* **PROBLEM A**:
Answer these questions about the passage on prefetching:
(i) What multimedia application do Zucker, Flynn & Lee [1995] name as an example?
(ii) What must a processor's instruction set include for software controlled prefetching?
(iii) In which chapter of the thesis does it come back to prefetching issues?
** Begin PASSAGE PROVIDED **
Zucker, Flynn & Lee [1995] combine the use of a prediction table and stream buffers for multimedia applications, such as an MPEG2 decoder. Software controlled prefetching as proposed by Callahan, Kennedy & Porterfield [1991] and Mowry, Lam & Gupta [1992] assumes that the instruction set of a processor includes a *prefetch instruction*, which can be inserted by either a programmer or a compiler. A combination of software and hardware control for prefetching is given by Chen [1997] and Struik, Van der Wolf & Pimentel [1998]. The former approach synchronises the prefetching on the instruction addresses, the latter on the data addresses. In Chapter 6 of this thesis we come back to prefetching issues.
** End PASSAGE PROVIDED **
** Begin RECORDS PROVIDED **
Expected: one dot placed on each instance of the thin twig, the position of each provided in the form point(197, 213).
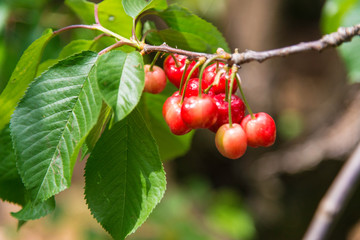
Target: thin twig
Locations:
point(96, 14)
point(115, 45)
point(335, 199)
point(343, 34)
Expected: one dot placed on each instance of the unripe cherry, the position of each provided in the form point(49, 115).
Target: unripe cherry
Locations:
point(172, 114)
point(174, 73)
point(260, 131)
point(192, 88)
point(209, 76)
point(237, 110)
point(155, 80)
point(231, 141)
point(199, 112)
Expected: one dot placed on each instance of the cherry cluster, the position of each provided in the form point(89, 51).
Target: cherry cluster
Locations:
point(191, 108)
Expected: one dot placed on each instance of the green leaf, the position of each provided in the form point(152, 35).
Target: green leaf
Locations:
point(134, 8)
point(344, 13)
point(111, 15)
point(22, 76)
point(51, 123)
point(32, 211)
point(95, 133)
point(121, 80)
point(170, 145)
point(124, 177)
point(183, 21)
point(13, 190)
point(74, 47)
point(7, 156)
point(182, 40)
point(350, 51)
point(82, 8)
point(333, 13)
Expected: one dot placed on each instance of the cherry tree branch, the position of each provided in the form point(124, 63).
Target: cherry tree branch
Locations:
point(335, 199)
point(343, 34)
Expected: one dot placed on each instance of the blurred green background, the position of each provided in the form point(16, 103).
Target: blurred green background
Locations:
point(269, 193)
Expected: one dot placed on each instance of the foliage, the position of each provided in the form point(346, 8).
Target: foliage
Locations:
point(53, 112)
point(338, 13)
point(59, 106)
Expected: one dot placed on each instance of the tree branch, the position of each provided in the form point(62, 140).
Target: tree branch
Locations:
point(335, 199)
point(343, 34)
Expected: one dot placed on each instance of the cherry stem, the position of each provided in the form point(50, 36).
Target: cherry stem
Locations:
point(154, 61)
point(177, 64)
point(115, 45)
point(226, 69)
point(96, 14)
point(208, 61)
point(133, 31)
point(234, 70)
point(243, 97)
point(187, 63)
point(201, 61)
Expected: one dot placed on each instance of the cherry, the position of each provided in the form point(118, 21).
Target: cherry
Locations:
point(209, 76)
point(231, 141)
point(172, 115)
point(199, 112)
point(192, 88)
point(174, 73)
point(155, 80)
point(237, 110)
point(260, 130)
** End RECORDS PROVIDED **
** Begin RECORDS PROVIDED **
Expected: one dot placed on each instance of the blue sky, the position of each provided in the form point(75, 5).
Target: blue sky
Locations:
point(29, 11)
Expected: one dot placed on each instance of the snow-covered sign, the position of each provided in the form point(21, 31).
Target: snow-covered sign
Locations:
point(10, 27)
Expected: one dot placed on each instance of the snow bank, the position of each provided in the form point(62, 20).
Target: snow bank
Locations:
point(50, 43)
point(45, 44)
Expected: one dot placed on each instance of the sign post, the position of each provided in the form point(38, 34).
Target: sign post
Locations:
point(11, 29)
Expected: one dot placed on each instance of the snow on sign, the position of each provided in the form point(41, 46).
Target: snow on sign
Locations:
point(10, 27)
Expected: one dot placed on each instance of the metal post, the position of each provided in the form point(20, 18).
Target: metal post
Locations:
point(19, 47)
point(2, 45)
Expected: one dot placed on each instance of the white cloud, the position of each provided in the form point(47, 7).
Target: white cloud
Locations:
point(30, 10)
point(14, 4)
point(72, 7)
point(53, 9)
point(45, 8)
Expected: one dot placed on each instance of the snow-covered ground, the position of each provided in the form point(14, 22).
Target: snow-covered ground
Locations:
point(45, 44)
** End RECORDS PROVIDED **
* **PROBLEM B**:
Please reproduce the entries from the line containing "Expected: one dot placed on each instance of the green" down to the line containing "point(170, 145)", with "green leaf" changed to "green foliage" and nothing else altered.

* **CORRECT ANSWER A**:
(i) An MPEG2 decoder.
(ii) A prefetch instruction.
(iii) Chapter 6.

* **CORRECT ANSWER B**:
Expected: one dot placed on each instance of the green foliage, the position of each provided in the form point(152, 35).
Target: green foliage
Locations:
point(134, 8)
point(344, 13)
point(111, 15)
point(22, 76)
point(51, 123)
point(32, 211)
point(95, 133)
point(121, 80)
point(170, 145)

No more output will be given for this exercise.